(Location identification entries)
........

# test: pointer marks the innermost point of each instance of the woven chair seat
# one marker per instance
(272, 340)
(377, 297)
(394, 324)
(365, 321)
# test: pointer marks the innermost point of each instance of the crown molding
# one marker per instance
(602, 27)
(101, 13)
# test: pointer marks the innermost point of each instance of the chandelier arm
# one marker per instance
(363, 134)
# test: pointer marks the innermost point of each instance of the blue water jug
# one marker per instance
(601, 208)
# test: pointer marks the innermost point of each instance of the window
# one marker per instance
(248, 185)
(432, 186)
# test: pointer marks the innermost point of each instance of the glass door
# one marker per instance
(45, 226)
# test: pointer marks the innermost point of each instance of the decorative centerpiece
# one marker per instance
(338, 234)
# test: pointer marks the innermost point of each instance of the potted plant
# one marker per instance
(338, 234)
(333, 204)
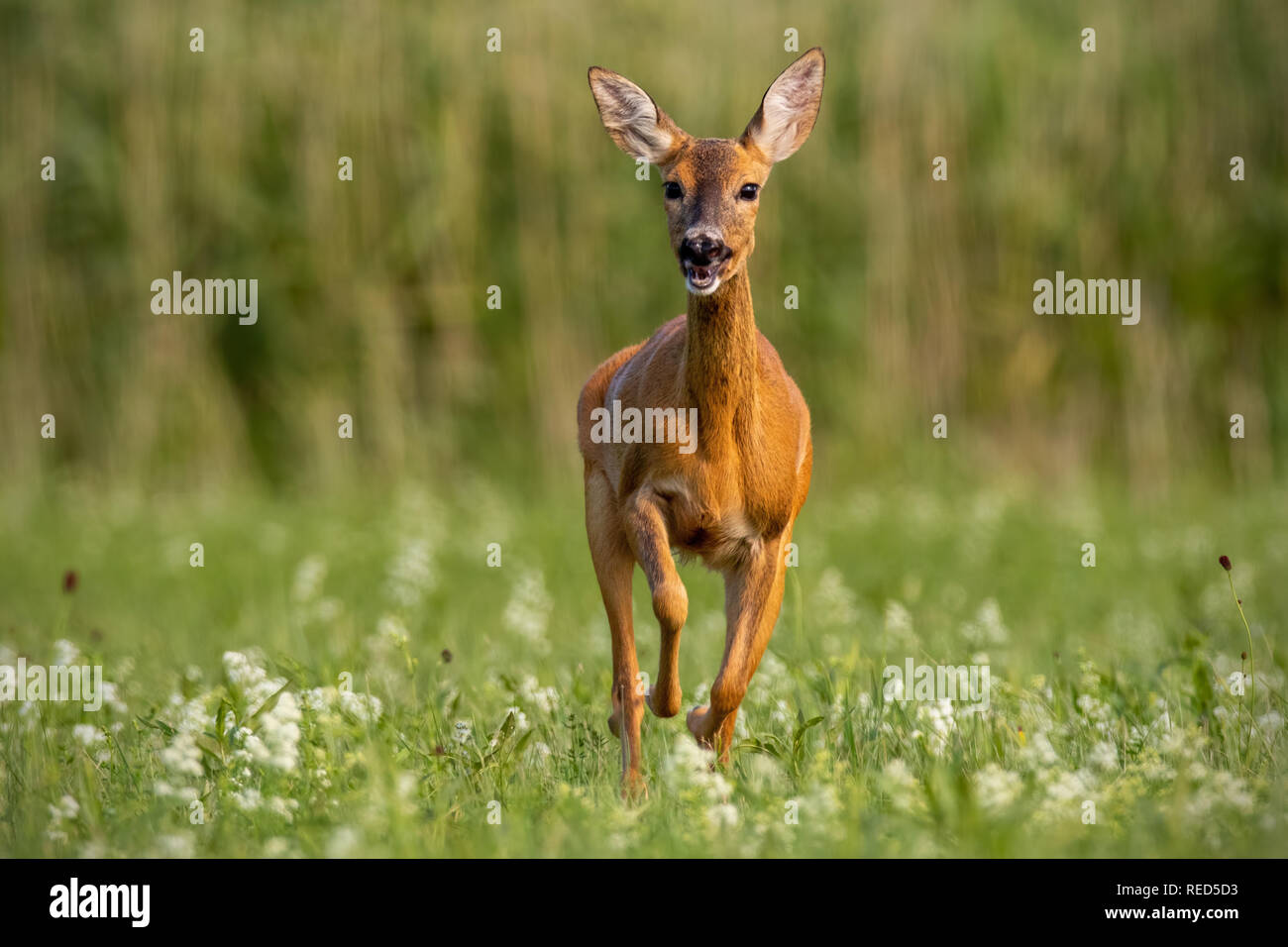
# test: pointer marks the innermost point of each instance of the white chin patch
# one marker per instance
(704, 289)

........

• Work to do: Please repeat all of the records above word for word, leaving out the pictures.

• Exercise response:
# test: pointer marks the innermost point of each instance of the woven chair seat
# one marker per instance
(272, 340)
(377, 297)
(394, 324)
(365, 321)
# test: pointer marks the innermost point of each instance of the crown molding
# one marker per instance
(602, 27)
(101, 13)
# test: pointer marks the innermost point of each instance of the chandelier arm
# one marker per instance
(363, 134)
# test: pointer marks the innermost point of each instance of the blue water jug
# one marker per instance
(601, 208)
# test: pointer marks the innermost point of each instance of the window
# one marker per instance
(248, 185)
(432, 186)
# test: pointer marks the innermost point of each instance of the glass door
# one marker per instance
(45, 226)
# test: pointer marks the innermost point of each instance of the decorative centerpiece
# one marker per instance
(338, 234)
# test: pointer marks the innermost point of each instance of the potted plant
# one marker per instance
(338, 234)
(333, 204)
# test: pointer marks the innermost point of each instance of the white chin patch
# one marker per instance
(704, 289)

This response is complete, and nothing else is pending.